-- Collected data --
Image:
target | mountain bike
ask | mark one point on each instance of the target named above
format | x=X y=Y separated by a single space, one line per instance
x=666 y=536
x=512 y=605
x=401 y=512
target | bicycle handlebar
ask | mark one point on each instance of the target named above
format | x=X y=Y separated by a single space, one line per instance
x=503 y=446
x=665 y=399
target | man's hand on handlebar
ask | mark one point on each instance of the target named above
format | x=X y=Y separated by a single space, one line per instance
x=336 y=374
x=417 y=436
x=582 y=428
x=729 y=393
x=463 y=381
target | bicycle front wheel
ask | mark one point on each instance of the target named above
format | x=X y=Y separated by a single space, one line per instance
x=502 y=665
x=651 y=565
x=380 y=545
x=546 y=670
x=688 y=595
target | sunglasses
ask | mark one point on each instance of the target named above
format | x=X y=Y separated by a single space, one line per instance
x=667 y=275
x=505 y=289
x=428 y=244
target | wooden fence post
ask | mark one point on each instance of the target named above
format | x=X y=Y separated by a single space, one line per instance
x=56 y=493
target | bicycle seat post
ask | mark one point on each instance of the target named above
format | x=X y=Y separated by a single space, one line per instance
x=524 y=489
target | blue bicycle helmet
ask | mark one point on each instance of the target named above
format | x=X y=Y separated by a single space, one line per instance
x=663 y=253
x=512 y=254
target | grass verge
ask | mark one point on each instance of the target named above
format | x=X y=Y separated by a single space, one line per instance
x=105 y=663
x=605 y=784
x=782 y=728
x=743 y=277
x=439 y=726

-- BRIEF --
Please go over the data above and tally every line holding "handlebar"; reply only with the count.

-- TASK RESULT --
2